#### Source text
The most important difference compared to Ref. [7] is the addition of an SLM (Hamamatsu Photonics model X13138) after PPLN0. The reflection angle of the LO beam is set smaller than 2 degrees. The effective area size of the SLM is 12.8 mm $\times$ 16 mm. The phase modulation distribution of the SLM can be set by inputting a bitmap image to the SLM controller. The half beam splitter used in Ref. [7] to generate entanglement is removed. Other improvements over the previous setup are that the lens just after PPLN0 is replaced with a lens of the same model number as that after PPLN1, and a flip mirror is inserted before the homodyne detector to measure the visibility between the LO and the probe beam.

#### Problem description
Copy out the description of the SLM-modified optical setup word for word, in full. The lines that come next are unrelated material.

#### Supplied information
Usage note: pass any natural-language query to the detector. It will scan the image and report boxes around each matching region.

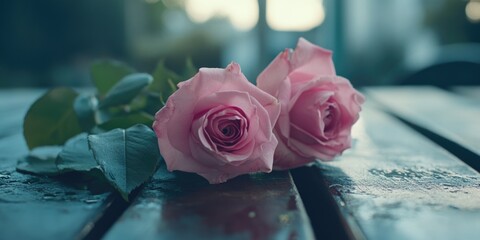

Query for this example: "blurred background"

#### Solution for this exercise
The most important difference compared to Ref. [7] is the addition of an SLM (Hamamatsu Photonics model X13138) after PPLN0. The reflection angle of the LO beam is set smaller than 2 degrees. The effective area size of the SLM is 12.8 mm $\times$ 16 mm. The phase modulation distribution of the SLM can be set by inputting a bitmap image to the SLM controller. The half beam splitter used in Ref. [7] to generate entanglement is removed. Other improvements over the previous setup are that the lens just after PPLN0 is replaced with a lens of the same model number as that after PPLN1, and a flip mirror is inserted before the homodyne detector to measure the visibility between the LO and the probe beam.